*Source passage:*
■ ■ ■ ■ ■
# New Fish supply store???



## stlove1 (Dec 19, 2010)

I was in New West the other day at 5th and 12th and noticed that someone's setting up a new aquarium store. Not sure if they're sponsor's on here but does anyone know anything about it?


----------



## Ra's al Ghul (Apr 28, 2010)

Keans aquatics, 604-528-9971 there going to sell used equipment as well


----------



## onefishtwofish (Apr 21, 2010)

maybe this is Albert and Eric? they had been talking about it a while back.


----------



## couch (Apr 22, 2010)

It is Eric's new store.

Rich


----------



## stlove1 (Dec 19, 2010)

couch said:


> It is Eric's new store.
> 
> Rich


Eric's probably the most knowledgeable person around in regards to fish. If we're talking about Eric that use to work at the fish store on scott rd.


----------



## April (Apr 21, 2010)

It's not his store..some guy named bill. I believe Eric will be working there ......so I hear.


----------



## guppygeorge (Sep 6, 2010)

April said:


> It's not his store..some guy named bill. I believe Eric will be working there ......so I hear.


I think you got it correct April. I believe the owner's name is "Bill" and Eric Talson is the manager. The name of the store is "Keana's Aquatic".


----------



## stlove1 (Dec 19, 2010)

Just dropped by the store while in New West today and Eric has a lots of African cichlids and used equipment as reasonable prices. Depending what you're looking for you may find what you've been looking for. Worth the visit


----------



## Blackbar (Apr 23, 2010)

I talked to Eric today. Right now he has over 20 varieties African Cichlids, including peacocks, electric yellows, electric blues and red zebras. Also has some nice endlers and a breeding pair of red shoulder severums. The Africans are selling $10 for a trio. Nice fish!
■ ■ ■ ■ ■
*Entries provided:*

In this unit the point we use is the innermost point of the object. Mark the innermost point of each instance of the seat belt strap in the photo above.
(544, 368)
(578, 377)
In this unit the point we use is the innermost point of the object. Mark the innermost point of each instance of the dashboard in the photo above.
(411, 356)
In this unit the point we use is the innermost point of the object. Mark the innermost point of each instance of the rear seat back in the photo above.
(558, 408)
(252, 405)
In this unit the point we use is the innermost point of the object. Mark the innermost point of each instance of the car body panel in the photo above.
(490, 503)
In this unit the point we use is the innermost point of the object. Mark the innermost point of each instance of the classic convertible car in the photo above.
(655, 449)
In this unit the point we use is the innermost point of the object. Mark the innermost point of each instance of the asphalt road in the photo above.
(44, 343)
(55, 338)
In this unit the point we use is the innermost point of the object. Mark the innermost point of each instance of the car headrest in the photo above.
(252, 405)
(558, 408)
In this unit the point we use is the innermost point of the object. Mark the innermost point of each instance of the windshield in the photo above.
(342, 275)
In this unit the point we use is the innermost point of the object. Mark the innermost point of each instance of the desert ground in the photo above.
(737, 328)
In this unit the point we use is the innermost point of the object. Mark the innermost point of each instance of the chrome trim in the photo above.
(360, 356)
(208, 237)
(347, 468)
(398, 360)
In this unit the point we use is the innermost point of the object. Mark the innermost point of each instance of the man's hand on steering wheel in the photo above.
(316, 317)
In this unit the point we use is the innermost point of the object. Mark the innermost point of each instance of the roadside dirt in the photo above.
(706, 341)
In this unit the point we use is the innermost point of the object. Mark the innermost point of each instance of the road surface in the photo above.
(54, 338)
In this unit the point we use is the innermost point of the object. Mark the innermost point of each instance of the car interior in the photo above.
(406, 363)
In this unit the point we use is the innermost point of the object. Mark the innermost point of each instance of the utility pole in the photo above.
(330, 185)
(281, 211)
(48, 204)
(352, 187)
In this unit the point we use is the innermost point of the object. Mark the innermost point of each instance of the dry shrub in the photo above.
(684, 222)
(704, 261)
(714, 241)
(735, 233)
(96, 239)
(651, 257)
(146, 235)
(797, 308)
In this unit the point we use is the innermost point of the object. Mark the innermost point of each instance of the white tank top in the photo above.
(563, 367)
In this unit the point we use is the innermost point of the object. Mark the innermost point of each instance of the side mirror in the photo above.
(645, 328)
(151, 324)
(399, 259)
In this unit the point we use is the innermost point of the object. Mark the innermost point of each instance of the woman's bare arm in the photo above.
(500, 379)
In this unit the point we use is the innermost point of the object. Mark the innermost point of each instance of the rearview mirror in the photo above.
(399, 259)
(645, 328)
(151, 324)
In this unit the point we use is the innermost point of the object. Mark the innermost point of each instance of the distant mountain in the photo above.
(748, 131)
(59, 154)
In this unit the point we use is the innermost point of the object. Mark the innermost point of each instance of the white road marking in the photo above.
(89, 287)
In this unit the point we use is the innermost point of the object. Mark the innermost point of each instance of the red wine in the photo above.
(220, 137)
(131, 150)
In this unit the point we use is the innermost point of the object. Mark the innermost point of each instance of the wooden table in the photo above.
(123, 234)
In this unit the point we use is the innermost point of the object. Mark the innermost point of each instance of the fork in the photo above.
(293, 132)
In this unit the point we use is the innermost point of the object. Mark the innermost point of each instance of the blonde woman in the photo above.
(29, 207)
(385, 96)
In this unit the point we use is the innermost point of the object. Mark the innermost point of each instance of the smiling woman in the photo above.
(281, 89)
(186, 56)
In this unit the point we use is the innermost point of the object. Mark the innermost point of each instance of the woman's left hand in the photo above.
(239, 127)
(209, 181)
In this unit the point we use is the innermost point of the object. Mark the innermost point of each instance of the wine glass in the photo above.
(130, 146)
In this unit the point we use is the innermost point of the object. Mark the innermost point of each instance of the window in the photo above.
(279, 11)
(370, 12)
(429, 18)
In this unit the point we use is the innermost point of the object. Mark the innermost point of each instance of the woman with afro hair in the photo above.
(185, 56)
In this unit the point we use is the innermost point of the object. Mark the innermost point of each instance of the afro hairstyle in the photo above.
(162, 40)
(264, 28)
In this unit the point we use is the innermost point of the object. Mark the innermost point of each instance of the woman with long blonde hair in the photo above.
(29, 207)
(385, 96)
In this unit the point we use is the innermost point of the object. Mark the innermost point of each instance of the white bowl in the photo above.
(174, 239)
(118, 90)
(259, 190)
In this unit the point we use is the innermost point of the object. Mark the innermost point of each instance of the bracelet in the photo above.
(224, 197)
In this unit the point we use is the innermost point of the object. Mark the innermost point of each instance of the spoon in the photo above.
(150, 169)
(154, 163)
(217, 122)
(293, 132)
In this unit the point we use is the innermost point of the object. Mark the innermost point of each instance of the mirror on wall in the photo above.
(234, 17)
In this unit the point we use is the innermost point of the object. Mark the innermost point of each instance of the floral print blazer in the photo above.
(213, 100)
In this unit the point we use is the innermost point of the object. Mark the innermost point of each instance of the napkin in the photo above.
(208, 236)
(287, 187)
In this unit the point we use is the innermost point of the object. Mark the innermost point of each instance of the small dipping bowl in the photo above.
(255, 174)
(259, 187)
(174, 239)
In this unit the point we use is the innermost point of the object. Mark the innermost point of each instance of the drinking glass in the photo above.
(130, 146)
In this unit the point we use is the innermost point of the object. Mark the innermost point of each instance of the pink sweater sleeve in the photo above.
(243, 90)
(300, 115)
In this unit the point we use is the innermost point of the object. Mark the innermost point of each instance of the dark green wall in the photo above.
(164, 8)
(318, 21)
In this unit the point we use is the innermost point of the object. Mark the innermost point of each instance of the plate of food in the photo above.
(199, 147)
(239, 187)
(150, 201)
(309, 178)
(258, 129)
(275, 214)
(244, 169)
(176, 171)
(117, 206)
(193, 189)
■ ■ ■ ■ ■
*Set problem:*
Continue the forum thread about the new aquarium store in New West, starting after Blackbar's post. None of the material is needed here.

*Response to the task:*
stlove1 said:


> Just dropped by the store while in New West today and Eric has a lots of African cichlids and used equipment as reasonable prices. Depending what you're looking for you may find what you've been looking for. Worth the visit


----------



## chobes (Mar 22, 2011)

It's closed any one know why


----------



## Diztrbd1 (Apr 21, 2010)

if im not mistaken.....they went out of business already


----------



## badrad (Aug 6, 2012)

i spoke with Eric on his moving day, and he said the landlord upped the monthly to an unreasonable amount. The next door tenant had already moved, and probably the landlord either wanted to cover his rental shortfall, or he just wanted to squeeze everyone out to redevelop that property.


----------



## fishdragon (Nov 8, 2010)

Has Eric found a new place ?


----------



## badrad (Aug 6, 2012)

not as yet, but him and Albert are doing garage sales every non-rainy Saturday. He is around the Lougheed Mall area, and he said they put up tons of posters that show locations and time.


----------



## Diztrbd1 (Apr 21, 2010)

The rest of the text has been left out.